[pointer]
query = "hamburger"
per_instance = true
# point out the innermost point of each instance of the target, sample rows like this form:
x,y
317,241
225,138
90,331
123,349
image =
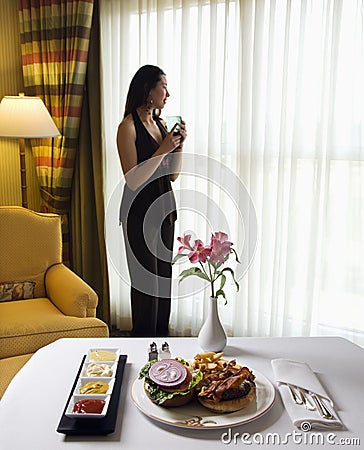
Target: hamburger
x,y
170,382
227,390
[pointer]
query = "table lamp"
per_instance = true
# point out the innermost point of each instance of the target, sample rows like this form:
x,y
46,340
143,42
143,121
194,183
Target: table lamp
x,y
25,117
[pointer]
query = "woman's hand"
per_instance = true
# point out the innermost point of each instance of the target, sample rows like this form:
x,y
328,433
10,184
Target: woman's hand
x,y
170,142
182,132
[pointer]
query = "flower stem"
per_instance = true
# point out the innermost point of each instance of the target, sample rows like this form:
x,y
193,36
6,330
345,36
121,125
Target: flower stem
x,y
211,282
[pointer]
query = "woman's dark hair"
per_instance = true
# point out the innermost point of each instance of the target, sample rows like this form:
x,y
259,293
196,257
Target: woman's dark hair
x,y
143,81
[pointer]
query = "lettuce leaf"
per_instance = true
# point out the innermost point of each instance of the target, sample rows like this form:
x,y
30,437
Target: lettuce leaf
x,y
157,394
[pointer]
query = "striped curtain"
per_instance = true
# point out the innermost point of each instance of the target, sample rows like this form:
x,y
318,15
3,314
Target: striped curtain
x,y
54,36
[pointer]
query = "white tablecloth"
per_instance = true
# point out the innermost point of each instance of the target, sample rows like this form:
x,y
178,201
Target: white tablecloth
x,y
31,407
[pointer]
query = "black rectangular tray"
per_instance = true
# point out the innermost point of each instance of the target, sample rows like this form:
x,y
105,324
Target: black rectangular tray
x,y
93,427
_ _ _ _ _ _ _
Repeat the material above in full and exactly, apart from the pictures.

§ **SOLUTION TO THIS PROBLEM**:
[pointer]
query = "hamburger"
per_instance = true
# point out the innermost point of each instance of the target, sample rows like this form:
x,y
317,241
225,138
90,331
123,349
image =
Target: hamburger
x,y
170,382
227,390
[pointer]
query = "table lamp"
per_instance = true
# point out the innermost point of each instance of the target, sample rows like this form:
x,y
46,340
143,42
143,121
194,183
Target: table lamp
x,y
25,117
[pointer]
query = "woman's hand"
per_instance = true
# point out the innermost point of each instance of the target, sample rows like this form:
x,y
328,433
10,184
Target: woman's hand
x,y
170,142
182,132
[pointer]
query = "flower stem"
per_instance = true
# point out the innermost point of each instance of the target, sample rows like this form:
x,y
193,36
6,330
345,36
121,125
Target: flower stem
x,y
211,282
[pointer]
query = "woman's dark hair"
per_instance = true
# point out the innermost point of each instance of the target, sample rows like this form:
x,y
259,293
196,257
Target: woman's dark hair
x,y
143,81
[pointer]
query = "lettuce leaf"
per_instance = true
# point out the innermost point of each instance of the target, sample rows like this form:
x,y
30,437
Target: lettuce leaf
x,y
157,394
[pointer]
query = "striped curtain"
per_instance = true
# point out the innermost point of each instance of the target, sample rows like this form:
x,y
318,15
3,314
Target: striped curtain
x,y
54,36
[pointer]
query = "white tablecloth"
per_instance = true
# point out the innermost point of each instance of the target, sample rows like this form:
x,y
178,201
Target: white tablecloth
x,y
31,407
[pointer]
query = "black rectangular tray"
per_instance = true
# point out the innermost point of each instance of the target, sample rows like this form:
x,y
105,324
Target: black rectangular tray
x,y
93,427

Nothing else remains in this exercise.